*** Ausgangstext

Inklusive Wohngruppe in Kassel Hier finden Kinder in einer akuten Krise ein Zuhause auf Zeit
Wenn es in Familien eine akute Krise gibt und sich niemand um die Kinder kümmern kann, springen so genannte Inobhutnahme-Einrichtungen ein. Für Kinder mit Behinderung fehlen meist spezielle Angebote, dabei steigt der Bedarf. In Kassel ist jetzt ein neues Pilotprojekt an den Start gegangen.
"Hafen" heißt die Inobhutnahme-Wohngruppe der Hephata Diakonie im Kasseler Stadtteil Harleshausen. Insgesamt acht Kinder und Jugendliche können hier kurzfristig unterkommen - es gibt auch vier Plätze für junge Menschen mit Behinderung.

******
*** Angezeigte Daten

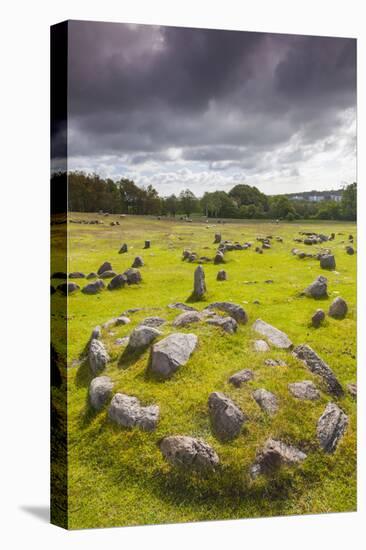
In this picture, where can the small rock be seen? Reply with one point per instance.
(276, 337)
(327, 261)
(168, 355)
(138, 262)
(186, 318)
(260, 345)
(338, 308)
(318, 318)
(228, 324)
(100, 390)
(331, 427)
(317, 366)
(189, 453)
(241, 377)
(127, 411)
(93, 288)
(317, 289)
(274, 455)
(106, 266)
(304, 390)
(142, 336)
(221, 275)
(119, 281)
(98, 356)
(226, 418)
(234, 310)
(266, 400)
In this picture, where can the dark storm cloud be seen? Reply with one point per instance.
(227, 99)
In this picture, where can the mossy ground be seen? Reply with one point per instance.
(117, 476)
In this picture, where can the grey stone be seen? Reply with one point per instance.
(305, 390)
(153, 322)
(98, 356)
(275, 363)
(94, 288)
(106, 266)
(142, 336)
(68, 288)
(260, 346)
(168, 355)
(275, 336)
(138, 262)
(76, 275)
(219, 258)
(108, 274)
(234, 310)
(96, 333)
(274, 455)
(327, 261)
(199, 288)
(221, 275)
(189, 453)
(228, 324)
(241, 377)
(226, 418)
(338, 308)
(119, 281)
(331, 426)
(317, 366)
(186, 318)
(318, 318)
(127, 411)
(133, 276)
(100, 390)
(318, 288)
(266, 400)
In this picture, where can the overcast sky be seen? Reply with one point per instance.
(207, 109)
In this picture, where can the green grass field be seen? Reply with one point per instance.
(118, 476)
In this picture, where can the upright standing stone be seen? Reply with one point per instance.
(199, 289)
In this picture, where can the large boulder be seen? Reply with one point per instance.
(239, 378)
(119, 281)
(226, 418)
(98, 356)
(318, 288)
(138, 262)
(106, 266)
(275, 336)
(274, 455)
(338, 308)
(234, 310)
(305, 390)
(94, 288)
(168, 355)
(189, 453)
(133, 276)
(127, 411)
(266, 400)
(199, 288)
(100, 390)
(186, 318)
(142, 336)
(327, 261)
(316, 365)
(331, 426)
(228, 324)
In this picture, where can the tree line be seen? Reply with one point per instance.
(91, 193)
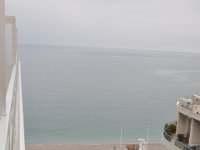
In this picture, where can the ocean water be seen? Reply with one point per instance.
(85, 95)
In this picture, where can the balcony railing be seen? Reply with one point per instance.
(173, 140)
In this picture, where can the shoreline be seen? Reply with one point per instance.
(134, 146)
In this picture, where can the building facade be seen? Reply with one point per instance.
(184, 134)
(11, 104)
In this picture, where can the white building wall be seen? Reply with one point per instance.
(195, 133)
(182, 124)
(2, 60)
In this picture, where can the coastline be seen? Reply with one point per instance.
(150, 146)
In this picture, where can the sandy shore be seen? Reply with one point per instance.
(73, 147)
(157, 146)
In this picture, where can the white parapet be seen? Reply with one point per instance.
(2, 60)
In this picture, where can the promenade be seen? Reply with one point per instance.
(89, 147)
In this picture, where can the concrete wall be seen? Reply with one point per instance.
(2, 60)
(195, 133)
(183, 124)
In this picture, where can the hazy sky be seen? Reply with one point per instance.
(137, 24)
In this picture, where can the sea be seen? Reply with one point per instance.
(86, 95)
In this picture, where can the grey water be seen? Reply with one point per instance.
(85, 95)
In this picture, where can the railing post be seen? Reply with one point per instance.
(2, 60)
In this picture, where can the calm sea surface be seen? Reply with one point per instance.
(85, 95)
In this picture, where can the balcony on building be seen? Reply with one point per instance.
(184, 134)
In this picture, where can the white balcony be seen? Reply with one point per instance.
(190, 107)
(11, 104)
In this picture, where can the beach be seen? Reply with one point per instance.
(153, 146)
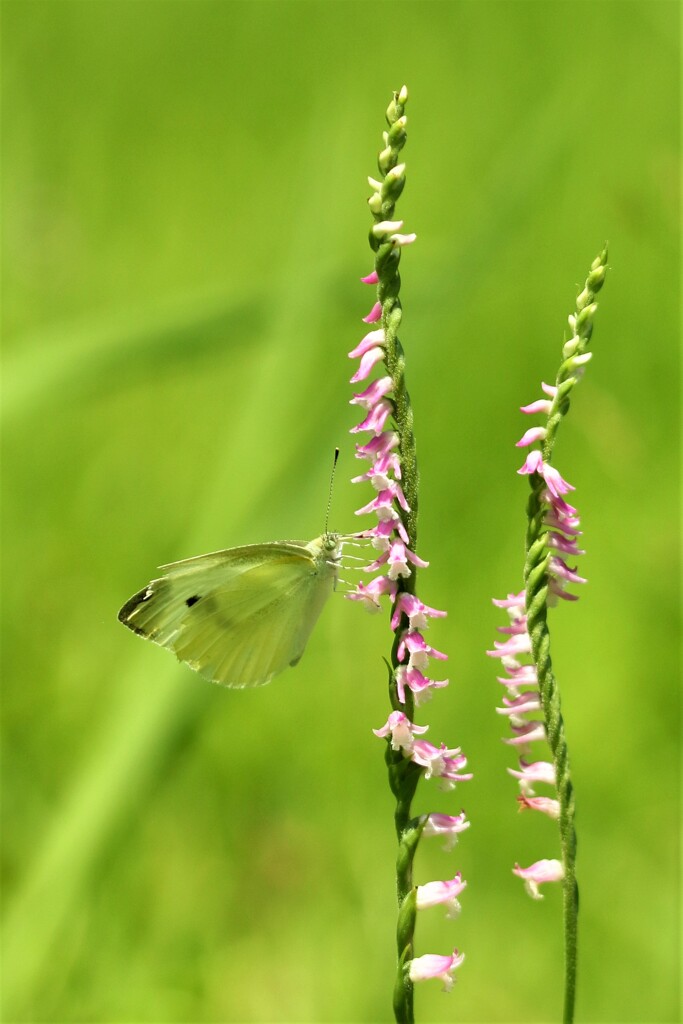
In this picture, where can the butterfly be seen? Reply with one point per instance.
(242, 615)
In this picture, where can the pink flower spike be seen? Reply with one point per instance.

******
*** Angezeigte Daten

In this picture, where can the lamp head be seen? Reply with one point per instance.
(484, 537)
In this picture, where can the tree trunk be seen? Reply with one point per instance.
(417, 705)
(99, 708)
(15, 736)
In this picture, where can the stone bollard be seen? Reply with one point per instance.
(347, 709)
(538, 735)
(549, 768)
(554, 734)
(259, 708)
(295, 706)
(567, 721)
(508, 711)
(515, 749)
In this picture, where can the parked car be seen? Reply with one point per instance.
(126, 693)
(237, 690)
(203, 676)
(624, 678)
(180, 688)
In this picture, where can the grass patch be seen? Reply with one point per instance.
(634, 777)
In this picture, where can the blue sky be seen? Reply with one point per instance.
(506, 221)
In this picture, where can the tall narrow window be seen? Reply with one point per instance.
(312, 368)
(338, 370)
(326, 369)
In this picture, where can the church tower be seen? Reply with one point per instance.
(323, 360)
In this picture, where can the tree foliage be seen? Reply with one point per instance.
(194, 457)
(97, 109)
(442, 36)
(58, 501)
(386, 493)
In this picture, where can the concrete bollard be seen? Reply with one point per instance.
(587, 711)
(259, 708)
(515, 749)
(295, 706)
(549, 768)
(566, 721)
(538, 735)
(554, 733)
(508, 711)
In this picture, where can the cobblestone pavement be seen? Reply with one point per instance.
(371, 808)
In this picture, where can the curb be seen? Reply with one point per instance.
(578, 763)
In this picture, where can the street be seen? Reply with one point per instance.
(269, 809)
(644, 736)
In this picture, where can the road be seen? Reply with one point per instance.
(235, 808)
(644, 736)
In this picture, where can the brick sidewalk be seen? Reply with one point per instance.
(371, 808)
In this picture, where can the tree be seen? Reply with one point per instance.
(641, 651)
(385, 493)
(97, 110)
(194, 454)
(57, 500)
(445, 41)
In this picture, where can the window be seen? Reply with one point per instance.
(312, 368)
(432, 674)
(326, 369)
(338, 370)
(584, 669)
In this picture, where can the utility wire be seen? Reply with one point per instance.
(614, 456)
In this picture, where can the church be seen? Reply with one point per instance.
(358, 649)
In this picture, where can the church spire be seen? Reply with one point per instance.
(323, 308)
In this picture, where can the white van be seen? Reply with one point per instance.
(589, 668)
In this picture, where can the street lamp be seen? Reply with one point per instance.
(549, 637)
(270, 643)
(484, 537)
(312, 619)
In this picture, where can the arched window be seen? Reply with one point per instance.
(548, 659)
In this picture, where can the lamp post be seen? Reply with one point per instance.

******

Arbeitsanweisungen →
1. Gib den Bericht über die Wohngruppe „Hafen“ zwischen „Inklusive Wohngruppe in“ und „Menschen mit Behinderung.“ einschließlich wortgetreu wieder.
2. Prüfe anhand des Berichts über die Wohngruppe „Hafen“, ob diese Aussagen zutreffen: (a) Die Wohngruppe liegt im Kasseler Stadtteil Harleshausen. (b) Dort können insgesamt zwölf Kinder und Jugendliche unterkommen. (c) Für Kinder mit Behinderung gibt es meist spezielle Angebote. Antworte jeweils mit Ja oder Nein und zitiere die entscheidende Textstelle wörtlich.
3. Schreibe den Bericht über die Wohngruppe „Hafen“ im Anschluss an seinen letzten Satz weiter.
Die Datensätze sind hierfür ohne Belang.

Antworten →
1.
Inklusive Wohngruppe in Kassel Hier finden Kinder in einer akuten Krise ein Zuhause auf Zeit
Wenn es in Familien eine akute Krise gibt und sich niemand um die Kinder kümmern kann, springen so genannte Inobhutnahme-Einrichtungen ein. Für Kinder mit Behinderung fehlen meist spezielle Angebote, dabei steigt der Bedarf. In Kassel ist jetzt ein neues Pilotprojekt an den Start gegangen.
"Hafen" heißt die Inobhutnahme-Wohngruppe der Hephata Diakonie im Kasseler Stadtteil Harleshausen. Insgesamt acht Kinder und Jugendliche können hier kurzfristig unterkommen - es gibt auch vier Plätze für junge Menschen mit Behinderung.

2.
(a) Ja: „im Kasseler Stadtteil Harleshausen“
(b) Nein: „Insgesamt acht Kinder und Jugendliche können hier kurzfristig unterkommen“
(c) Nein: „Für Kinder mit Behinderung fehlen meist spezielle Angebote“

3.
"Vor allem der Bedarf nach den Inklusionsplätzen ist sehr groß, da kriegen wir mehrmals wöchentlich Anfragen", sagt Sabine Hase. Sie ist Gruppenleiterin des "Hafens". Die Inklusions-Plätze waren als erstes belegt.
Ausnahmesituationen sind hier Alltag
Autismus, Blindheit, verzögerte Entwicklung - die Kinder im "Hafen" brauchen teils deutlich mehr Hilfe als andere. Damit gehen die aktuell rund 15 Mitarbeiter hier um - Sozialarbeiter, Erzieher, Heilpädagogen, Ergotherapeutin oder Pflegefachkräfte. Rund um die Uhr ist jemand da.
Erst seit einem Monat gibt es die Einrichtung. Familien-Krisen und Ausnahmesituation gab es auch hier schon einige. Etwa eine Mutter von zwei Kindern, die kurzfristig ins Krankenhaus musste. Eines der Kinder hat eine Behinderung - in der neuen Kasseler Einrichtung konnten die Geschwister zusammenbleiben, sonst hätte ein Kind womöglich in eine spezielle Behinderteneinrichtung gemusst.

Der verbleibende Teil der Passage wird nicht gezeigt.